**Problem details:**
Restate the lines word for word, from the one containing "the smu logo" through the last line of the entries below, without any other lines.

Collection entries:
____

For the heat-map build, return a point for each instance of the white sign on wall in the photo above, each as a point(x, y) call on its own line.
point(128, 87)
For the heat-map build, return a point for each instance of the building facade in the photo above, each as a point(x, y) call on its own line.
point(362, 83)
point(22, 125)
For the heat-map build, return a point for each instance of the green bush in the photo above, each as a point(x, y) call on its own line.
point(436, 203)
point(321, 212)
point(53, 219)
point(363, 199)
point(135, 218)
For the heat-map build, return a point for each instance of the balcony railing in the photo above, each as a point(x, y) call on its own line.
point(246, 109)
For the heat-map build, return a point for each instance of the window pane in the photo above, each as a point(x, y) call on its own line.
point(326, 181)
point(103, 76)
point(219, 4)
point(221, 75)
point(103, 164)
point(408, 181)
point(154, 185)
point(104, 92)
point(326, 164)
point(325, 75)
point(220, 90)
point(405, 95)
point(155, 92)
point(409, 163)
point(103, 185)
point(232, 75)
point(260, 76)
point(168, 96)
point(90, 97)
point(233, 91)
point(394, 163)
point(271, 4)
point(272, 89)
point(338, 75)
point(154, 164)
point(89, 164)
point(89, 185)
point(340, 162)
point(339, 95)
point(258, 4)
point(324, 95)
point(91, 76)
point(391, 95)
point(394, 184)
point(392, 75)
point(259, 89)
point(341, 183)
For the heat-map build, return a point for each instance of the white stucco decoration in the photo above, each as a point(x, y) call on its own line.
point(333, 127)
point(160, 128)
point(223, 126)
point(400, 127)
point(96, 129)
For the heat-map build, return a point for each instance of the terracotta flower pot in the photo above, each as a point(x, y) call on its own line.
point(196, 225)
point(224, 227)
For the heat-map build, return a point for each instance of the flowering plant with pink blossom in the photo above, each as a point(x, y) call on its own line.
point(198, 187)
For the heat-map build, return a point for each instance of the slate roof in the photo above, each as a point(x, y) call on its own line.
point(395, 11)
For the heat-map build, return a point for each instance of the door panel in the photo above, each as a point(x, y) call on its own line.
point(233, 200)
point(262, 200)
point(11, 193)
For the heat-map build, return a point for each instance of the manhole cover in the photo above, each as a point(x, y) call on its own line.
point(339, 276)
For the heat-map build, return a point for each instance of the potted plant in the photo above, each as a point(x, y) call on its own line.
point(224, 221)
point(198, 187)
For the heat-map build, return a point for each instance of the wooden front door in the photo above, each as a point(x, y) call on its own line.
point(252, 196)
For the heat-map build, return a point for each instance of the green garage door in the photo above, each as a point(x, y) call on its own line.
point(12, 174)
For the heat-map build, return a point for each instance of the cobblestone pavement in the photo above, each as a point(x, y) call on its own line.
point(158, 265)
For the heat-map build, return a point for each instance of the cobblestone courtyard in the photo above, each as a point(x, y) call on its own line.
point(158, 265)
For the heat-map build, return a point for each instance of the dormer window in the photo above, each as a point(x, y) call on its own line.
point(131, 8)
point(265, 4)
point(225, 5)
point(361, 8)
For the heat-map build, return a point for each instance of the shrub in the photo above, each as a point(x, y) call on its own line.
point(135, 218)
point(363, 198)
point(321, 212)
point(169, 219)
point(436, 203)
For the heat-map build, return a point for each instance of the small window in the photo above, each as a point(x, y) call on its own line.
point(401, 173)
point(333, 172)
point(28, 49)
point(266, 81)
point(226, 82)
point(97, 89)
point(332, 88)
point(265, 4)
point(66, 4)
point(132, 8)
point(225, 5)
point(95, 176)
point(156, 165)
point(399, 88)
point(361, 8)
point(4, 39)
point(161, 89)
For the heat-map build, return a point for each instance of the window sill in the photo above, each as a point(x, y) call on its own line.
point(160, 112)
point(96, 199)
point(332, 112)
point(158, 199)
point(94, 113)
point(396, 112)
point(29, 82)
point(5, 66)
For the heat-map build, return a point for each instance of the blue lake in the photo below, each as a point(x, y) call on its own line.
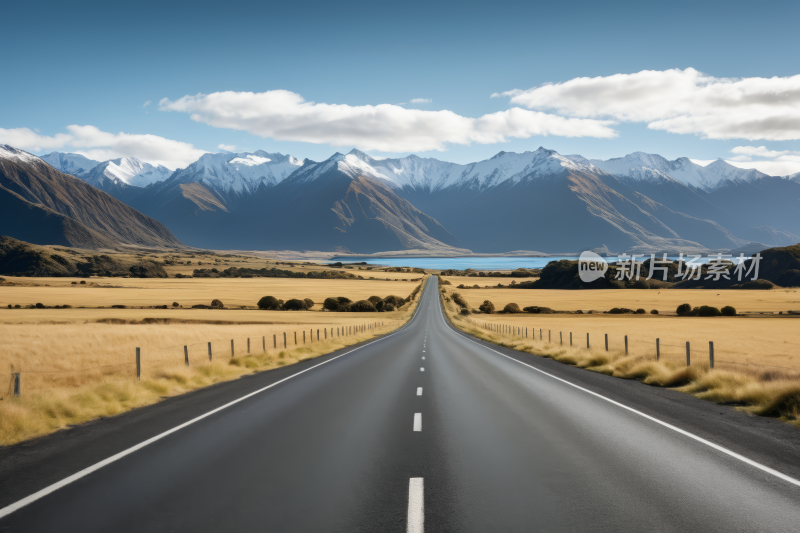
point(480, 263)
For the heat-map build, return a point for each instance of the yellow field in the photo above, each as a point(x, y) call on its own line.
point(665, 301)
point(74, 369)
point(234, 292)
point(744, 349)
point(739, 340)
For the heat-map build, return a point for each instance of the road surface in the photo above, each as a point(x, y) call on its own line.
point(427, 428)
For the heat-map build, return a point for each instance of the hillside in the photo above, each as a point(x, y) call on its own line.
point(45, 206)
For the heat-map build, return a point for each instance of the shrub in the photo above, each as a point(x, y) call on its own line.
point(707, 310)
point(460, 301)
point(487, 307)
point(268, 303)
point(362, 306)
point(538, 310)
point(295, 305)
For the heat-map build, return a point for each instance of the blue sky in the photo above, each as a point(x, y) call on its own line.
point(96, 64)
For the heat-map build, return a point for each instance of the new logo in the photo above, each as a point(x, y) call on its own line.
point(591, 267)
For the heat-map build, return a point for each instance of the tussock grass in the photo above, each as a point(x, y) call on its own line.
point(773, 393)
point(71, 394)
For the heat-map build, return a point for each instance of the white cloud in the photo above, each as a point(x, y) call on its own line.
point(286, 116)
point(678, 101)
point(100, 145)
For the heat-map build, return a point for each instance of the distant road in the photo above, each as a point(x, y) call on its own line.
point(425, 429)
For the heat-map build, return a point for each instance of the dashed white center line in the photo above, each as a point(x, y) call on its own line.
point(416, 506)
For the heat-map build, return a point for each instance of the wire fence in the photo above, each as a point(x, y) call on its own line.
point(147, 362)
point(681, 352)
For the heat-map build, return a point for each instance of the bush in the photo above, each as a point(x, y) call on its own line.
point(538, 310)
point(268, 303)
point(487, 307)
point(363, 306)
point(707, 310)
point(295, 305)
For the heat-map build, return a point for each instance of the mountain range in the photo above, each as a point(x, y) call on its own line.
point(537, 200)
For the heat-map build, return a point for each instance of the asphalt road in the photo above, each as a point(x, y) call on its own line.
point(426, 428)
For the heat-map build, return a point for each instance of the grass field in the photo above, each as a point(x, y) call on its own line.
point(754, 388)
point(665, 301)
point(74, 368)
point(234, 292)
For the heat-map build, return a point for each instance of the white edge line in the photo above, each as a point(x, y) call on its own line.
point(415, 522)
point(7, 510)
point(697, 438)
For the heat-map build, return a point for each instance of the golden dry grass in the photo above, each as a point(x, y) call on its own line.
point(665, 301)
point(233, 292)
point(758, 390)
point(75, 372)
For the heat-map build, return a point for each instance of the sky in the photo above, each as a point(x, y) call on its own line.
point(458, 81)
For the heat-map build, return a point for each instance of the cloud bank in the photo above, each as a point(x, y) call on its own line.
point(678, 101)
point(100, 145)
point(286, 116)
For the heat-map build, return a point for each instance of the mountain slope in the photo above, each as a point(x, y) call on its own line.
point(38, 198)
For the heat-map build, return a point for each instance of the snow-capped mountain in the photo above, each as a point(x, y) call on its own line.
point(649, 166)
point(127, 170)
point(75, 164)
point(432, 175)
point(239, 173)
point(14, 154)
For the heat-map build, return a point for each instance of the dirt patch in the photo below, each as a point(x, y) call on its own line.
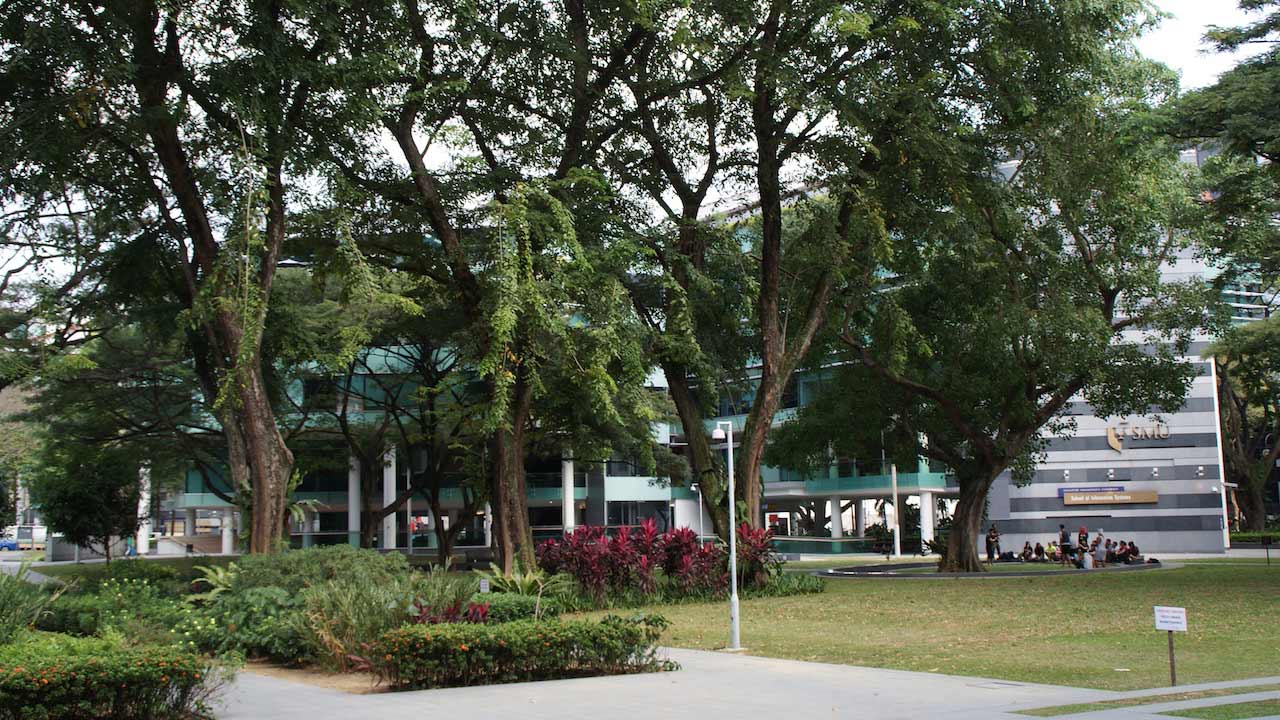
point(353, 683)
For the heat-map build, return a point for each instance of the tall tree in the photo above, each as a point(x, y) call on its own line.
point(1237, 121)
point(186, 123)
point(835, 118)
point(510, 96)
point(1042, 283)
point(88, 493)
point(1248, 377)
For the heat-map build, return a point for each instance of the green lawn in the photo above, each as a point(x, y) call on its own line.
point(1234, 711)
point(1054, 711)
point(1080, 629)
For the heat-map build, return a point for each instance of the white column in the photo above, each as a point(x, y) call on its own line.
point(307, 538)
point(353, 502)
point(142, 541)
point(389, 497)
point(567, 493)
point(228, 532)
point(897, 516)
point(927, 505)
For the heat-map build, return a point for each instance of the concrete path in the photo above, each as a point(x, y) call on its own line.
point(32, 575)
point(711, 686)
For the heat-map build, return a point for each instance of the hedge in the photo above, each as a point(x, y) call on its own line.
point(62, 678)
point(440, 656)
point(508, 607)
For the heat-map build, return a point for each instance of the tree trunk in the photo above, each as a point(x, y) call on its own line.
point(443, 540)
point(961, 554)
point(269, 460)
point(702, 463)
point(1252, 500)
point(512, 536)
point(755, 434)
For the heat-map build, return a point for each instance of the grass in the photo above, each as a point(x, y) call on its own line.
point(1144, 700)
point(1091, 629)
point(1234, 711)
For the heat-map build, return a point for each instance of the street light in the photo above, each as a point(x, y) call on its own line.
point(725, 431)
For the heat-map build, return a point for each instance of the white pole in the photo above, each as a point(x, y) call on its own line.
point(142, 538)
point(897, 534)
point(389, 529)
point(734, 636)
point(353, 502)
point(699, 488)
point(1221, 459)
point(567, 500)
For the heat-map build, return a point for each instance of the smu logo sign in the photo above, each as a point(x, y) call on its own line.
point(1118, 433)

____

**Output:**
For the heat-map build, return a point for each instance of the smu logo sign in the photo above, each as a point(x, y) call on its own line.
point(1118, 433)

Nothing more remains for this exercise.